• _WHAT THIS TASK INVOLVES_: How many lines in the data below contain the string "horse"? Case counts, so reply with the number alone.

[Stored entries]
# # # #

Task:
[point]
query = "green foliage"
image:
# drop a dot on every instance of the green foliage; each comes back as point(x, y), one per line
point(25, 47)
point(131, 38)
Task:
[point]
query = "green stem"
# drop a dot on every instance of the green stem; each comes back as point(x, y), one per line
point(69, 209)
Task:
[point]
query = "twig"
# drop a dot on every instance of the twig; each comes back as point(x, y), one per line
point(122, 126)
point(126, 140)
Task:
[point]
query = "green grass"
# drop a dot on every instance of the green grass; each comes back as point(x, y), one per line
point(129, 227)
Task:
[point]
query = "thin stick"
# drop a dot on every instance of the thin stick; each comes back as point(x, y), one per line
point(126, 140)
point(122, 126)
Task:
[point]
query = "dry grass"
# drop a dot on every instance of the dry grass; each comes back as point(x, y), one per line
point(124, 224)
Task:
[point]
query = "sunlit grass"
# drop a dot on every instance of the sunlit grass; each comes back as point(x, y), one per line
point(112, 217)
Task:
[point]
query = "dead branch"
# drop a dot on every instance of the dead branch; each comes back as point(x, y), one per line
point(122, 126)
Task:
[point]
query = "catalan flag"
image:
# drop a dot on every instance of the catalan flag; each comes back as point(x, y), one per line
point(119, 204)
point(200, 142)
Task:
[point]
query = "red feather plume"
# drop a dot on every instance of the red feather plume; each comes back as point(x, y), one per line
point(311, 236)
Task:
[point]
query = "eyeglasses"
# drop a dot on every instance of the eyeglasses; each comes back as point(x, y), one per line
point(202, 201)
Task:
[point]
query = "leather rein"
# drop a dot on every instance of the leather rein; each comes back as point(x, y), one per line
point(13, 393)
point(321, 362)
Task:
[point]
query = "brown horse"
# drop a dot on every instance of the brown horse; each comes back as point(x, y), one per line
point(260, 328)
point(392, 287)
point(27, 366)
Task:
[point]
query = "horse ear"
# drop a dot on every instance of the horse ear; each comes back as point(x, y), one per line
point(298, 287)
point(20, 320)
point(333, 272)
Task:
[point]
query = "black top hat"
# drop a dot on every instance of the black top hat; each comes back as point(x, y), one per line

# # # #

• _EXERCISE RESPONSE_: 4